_EXERCISE MATERIALS_
◇ ◇ ◇ ◇ ◇

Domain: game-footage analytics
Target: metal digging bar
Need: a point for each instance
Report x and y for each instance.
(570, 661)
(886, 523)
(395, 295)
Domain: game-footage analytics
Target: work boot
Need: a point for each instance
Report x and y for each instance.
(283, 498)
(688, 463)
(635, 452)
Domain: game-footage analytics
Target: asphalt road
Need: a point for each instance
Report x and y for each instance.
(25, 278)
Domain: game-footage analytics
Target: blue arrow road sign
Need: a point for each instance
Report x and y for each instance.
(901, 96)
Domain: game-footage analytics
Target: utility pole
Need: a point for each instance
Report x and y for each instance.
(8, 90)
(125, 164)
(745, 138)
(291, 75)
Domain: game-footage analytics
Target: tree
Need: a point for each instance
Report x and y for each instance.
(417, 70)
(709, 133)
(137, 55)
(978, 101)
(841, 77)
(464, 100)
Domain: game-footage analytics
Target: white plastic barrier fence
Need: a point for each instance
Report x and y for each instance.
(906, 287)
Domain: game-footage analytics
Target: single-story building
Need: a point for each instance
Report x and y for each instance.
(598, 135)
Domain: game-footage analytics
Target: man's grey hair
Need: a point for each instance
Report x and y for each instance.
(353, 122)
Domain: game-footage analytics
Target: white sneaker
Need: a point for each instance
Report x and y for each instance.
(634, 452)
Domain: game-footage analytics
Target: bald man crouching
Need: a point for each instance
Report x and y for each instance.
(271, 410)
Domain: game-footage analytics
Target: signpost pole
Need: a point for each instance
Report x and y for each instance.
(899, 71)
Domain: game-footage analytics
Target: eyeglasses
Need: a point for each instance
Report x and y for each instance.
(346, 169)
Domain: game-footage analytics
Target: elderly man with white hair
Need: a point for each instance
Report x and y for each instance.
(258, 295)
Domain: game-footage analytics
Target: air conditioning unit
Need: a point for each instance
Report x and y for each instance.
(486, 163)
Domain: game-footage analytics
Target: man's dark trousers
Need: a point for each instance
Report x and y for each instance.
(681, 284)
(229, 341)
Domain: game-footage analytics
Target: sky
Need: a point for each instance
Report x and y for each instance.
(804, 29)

◇ ◇ ◇ ◇ ◇

_PROBLEM STATEMENT_
Extract each line from the listing above, please, and repeat it exactly.

_YOUR RESPONSE_
Domain: game-footage analytics
Target: metal digging bar
Need: a point for each instance
Report x and y for each instance.
(570, 661)
(886, 523)
(395, 295)
Domain: game-footage analytics
Target: work boot
Need: a point for each instance
Report x and y for each instance.
(283, 498)
(688, 463)
(635, 452)
Domain: game-footage analytics
Target: asphalt road
Need: a point for each instance
Report x and y for each instance.
(25, 278)
Domain: game-footage analytics
Target: blue arrow road sign
Need: a point for each instance
Report x and y for each instance.
(901, 96)
Domain: game-footage analytics
Target: utility pole
Need: a point for each instance
Report x and y for each instance.
(8, 90)
(125, 164)
(745, 138)
(291, 75)
Domain: game-footage analytics
Target: tree
Need: a point for each instance
Report x and y for each instance.
(417, 70)
(709, 133)
(137, 55)
(978, 101)
(841, 77)
(464, 100)
Domain: game-footage analytics
Target: white plastic barrier fence
Need: a point for each instance
Report x and y for each instance.
(906, 287)
Domain: game-footage analytics
Target: single-story building
Need: a point for each instance
Report x and y for each instance.
(598, 135)
Domain: game-footage analytics
Target: man's grey hair
Need: a point for each instance
Report x and y for each instance.
(353, 122)
Domain: game-footage analytics
Target: white sneaker
Need: a point for each instance
Report x and y for each instance.
(634, 452)
Domain: game-footage analytics
Target: bald man crouching
Need: a point for each instance
Report x and y for each instance.
(271, 410)
Domain: game-footage analytics
Target: signpost pole
Need: a point for each instance
Report x and y for each instance.
(899, 71)
Domain: game-footage analytics
Target: eyeglasses
Need: a point for each instance
Report x and y for each instance.
(346, 169)
Domain: game-footage analytics
Target: elderly man with white hair
Need: a point for each instance
Report x and y for each instance.
(258, 295)
Domain: game-footage analytics
Target: air conditioning unit
Need: a point for each instance
Report x and y for each instance.
(486, 163)
Domain: game-footage analytics
Target: man's dark trousers
Need: a point for each instance
Report x and y for each instance.
(681, 284)
(229, 341)
Domain: game-footage analytics
Target: sky
Need: a point for each instance
Report x and y for each instance.
(804, 29)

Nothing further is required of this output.